Catina and her friend had parallel crises. They both struggled in school. They both skipped classes. They both experimented. They both went to the party that led to Catina’s assault. My solution was to send my daughter to wilderness and then residential treatment.

What about Catina’s friend? She went to a military boot camp for two months, the kind of program where drill sergeants yell as you stand at attention or belly crawl under a rope 12 inches from the ground. She came home scared. She struggled for awhile, so her mother and older sisters took charge. The power of a circle of Black women is unmistakable. They helped her find her way, and, today, she is doing much better.

I didn’t know this until nearly two years later when Catina finally returned home. I was so wrapped up in saving my daughter that the world outside disappeared. But in March, her friend’s mother called me- eerily, I had just written on my “to do” list to contact her.

This woman is remarkable. She came to the U.S. from Jamaica with a stop in Canada in between. She became a nursing assistant caring for elderly patients. She has adopted six disadvantaged children, my daughter’s friend the youngest. That is tenacity, heart, and commitment. In March, before recent events spotlighting once again the horrendous treatment of Black men and women, but always clearly a reality for her, she said something that surprised me: “you are the only mom who was nice to me.” Even in that moment, sadly, I misinterpreted what she meant. I underestimated the depth of racism in our country. As days passed, I pondered what she said, and I am still trying to get my mind around her daily experience. It is one I will never know.

I knew racism existed. I saw it when Colin Kaepernick kneeled during the national anthem. I supported him. But here is where I was wrong: I did not recognize the pervasiveness. The unrelenting assault our Black and African American brethren experience on a daily basis. That is what my daughter’s friend’s mom was sharing with me. And that is what I see, with great sadness. now.

Zeno was a Greek philosopher who developed a set of paradoxes designed to test our understanding of reality. Zeno struggled with a way to illustrate mathematically that motion really existed. The reality is that motion exists. We know it does- we walk and move every day- but how can it be illustrated? Mathematics never did the trick. Physical reality did.

Dataset excerpts
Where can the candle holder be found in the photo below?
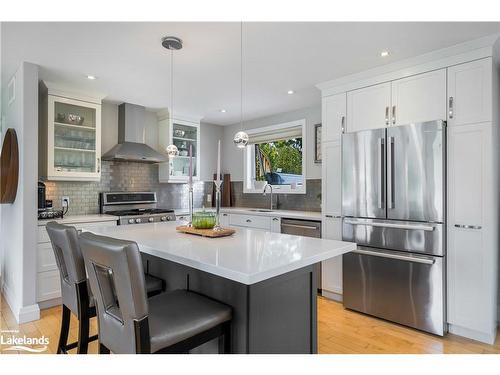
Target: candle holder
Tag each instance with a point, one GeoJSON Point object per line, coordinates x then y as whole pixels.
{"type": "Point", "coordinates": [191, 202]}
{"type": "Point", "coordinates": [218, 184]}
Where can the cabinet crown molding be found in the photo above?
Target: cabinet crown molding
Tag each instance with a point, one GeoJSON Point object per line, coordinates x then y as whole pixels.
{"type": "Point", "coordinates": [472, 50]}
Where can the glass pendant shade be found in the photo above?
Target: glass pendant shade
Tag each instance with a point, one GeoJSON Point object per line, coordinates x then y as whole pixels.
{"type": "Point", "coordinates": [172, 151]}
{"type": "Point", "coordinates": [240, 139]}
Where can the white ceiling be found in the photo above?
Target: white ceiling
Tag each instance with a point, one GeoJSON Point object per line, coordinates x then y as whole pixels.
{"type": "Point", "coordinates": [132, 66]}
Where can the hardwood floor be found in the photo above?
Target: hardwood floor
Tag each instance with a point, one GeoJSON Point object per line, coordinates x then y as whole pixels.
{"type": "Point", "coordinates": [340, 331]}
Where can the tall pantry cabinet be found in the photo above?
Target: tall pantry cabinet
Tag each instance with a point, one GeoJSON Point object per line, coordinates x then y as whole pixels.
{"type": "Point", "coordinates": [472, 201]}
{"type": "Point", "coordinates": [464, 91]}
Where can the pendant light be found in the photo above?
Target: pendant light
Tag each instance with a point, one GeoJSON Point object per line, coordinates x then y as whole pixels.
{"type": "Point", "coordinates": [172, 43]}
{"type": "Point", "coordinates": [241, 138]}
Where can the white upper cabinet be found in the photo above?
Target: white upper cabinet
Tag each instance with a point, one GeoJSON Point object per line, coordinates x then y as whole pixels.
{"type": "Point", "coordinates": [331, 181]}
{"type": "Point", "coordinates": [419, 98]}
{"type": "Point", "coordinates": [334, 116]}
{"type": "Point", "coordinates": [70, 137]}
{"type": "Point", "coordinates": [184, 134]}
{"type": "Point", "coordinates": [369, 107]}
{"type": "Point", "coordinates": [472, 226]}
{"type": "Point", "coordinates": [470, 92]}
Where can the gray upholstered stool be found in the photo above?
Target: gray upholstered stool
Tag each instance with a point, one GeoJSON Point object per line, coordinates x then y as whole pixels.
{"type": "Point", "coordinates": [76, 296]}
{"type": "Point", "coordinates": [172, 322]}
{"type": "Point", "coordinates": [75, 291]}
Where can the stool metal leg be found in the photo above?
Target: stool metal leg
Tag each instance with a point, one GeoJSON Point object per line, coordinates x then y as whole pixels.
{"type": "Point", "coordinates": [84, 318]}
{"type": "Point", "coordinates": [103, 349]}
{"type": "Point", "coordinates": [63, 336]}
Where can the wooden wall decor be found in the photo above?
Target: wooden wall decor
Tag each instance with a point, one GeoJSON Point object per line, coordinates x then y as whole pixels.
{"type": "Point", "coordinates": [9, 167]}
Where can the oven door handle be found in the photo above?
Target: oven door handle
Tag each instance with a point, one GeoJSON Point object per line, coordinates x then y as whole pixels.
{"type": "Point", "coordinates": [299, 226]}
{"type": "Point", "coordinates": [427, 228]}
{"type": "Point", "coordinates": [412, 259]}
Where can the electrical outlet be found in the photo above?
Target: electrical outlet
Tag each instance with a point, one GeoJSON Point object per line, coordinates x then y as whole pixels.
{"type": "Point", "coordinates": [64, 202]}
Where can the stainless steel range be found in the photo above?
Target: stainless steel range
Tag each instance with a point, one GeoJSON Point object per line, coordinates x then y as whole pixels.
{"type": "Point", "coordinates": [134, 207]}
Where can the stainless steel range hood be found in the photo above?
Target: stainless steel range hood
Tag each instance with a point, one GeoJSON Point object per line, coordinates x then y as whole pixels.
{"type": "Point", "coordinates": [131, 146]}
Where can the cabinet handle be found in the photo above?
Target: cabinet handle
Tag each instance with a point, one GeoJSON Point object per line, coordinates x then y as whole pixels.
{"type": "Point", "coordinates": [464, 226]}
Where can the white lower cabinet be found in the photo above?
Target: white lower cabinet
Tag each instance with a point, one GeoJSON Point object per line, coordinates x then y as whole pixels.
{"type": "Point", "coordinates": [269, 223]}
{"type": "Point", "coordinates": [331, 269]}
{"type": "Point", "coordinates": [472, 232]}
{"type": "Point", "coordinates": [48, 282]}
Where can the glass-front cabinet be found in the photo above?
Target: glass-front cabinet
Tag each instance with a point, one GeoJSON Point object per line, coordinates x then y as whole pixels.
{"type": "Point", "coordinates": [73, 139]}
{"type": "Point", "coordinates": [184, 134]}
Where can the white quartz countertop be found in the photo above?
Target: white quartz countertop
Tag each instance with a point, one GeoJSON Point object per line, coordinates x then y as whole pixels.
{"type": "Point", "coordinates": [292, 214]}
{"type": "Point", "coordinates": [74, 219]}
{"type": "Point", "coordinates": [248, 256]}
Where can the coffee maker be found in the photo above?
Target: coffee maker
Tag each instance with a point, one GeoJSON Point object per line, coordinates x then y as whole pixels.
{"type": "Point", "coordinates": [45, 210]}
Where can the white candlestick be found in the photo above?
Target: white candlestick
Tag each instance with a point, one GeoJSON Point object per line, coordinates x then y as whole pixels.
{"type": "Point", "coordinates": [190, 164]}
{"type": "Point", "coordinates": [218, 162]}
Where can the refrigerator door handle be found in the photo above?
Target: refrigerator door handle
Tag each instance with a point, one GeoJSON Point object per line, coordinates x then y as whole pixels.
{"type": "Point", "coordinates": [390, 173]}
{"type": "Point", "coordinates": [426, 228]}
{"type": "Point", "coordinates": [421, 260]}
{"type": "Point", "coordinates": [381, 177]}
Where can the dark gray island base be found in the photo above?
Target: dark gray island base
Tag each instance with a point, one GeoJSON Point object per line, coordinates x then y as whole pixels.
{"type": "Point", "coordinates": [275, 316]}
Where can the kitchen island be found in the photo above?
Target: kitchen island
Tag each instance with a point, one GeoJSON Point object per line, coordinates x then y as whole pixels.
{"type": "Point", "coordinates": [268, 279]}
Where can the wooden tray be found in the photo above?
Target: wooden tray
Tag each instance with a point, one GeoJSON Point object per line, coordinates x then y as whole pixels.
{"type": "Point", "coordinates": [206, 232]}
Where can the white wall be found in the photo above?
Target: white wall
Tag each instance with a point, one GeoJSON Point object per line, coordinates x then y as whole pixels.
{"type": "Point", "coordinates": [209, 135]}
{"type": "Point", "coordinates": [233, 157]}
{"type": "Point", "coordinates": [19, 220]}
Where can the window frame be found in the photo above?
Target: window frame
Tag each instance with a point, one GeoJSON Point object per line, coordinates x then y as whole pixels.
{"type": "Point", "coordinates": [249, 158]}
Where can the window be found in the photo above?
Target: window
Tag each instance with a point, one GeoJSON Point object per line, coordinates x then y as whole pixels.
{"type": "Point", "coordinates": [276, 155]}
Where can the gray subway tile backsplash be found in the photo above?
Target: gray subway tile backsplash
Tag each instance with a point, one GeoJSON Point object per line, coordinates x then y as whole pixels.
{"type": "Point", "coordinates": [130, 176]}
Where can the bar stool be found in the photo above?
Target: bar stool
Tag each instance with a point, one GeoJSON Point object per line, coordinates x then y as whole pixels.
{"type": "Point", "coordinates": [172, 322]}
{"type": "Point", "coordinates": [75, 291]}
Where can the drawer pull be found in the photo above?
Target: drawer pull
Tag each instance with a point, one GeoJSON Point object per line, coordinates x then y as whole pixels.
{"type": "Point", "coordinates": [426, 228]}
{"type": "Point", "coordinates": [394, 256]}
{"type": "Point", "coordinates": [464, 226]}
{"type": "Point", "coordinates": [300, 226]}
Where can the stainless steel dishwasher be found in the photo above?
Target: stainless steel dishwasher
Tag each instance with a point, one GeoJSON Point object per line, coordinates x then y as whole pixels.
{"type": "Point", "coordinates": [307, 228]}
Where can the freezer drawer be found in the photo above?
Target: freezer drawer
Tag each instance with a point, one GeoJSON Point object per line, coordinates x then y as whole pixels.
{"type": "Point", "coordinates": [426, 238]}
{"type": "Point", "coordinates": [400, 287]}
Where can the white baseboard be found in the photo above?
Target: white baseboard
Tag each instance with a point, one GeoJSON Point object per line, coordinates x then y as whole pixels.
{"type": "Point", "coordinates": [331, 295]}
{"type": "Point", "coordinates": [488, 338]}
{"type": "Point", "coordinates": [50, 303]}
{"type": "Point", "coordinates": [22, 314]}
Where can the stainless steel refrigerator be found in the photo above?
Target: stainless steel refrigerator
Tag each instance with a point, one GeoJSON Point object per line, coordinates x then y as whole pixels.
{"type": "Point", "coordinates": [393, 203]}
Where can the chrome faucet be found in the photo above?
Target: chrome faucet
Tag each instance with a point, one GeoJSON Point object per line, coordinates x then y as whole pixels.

Task set:
(1) Condense the paragraph of the essay about Catina and her friend that begins "What about Catina's friend?" into a short bulleted list that keeps its main facts.
(2) Carry on the essay about Catina and her friend, picking up after its closing paragraph on Zeno.

Responses to the exercise:
(1)
- Catina's friend spent two months at a military boot camp, with drill sergeants yelling and belly crawls under a rope 12 inches off the ground.
- She came home scared and struggled for a while.
- Her mother and older sisters took charge, a circle of Black women whose power the writer calls unmistakable.
- They helped her find her way, and today she is doing much better.

(2)
I cannot stop thinking about this equation. A paradox is something that seems contradictory but when investigated is true. We know racism exists. And yet, there are those who deny its existence. We live in a great country. Yet, we live in a country filled with hate and judgment, systems set up to create an unfairness white people deny or can’t see. I see it in comments on articles on Medium and on Facebook. We see it in police brutality. In lack of access and opportunity. In hiring practices, leadership selection and unequal pay. The pandemic has hit the Black community harder. And Black women, multiple studies have shown, have particularly borne the brunt of the virus and economic downturn, losing jobs in numbers. Yet, many white Americans deny or underestimate this reality, living lives of privilege and thinking that’s the way it really is. It’s a blind filter that refuses to see: trauma is the lived experience of Black and African Americans.

I knew racism existed and yet did not realize how deeply it had infiltrated every part of our society.

Catina and her friend have since reconnected and are rebuilding a strong, supportive and healthy friendship. I have promised Catina that as soon as we are out of quarantine, her friend can come over again. She will be welcome in my home.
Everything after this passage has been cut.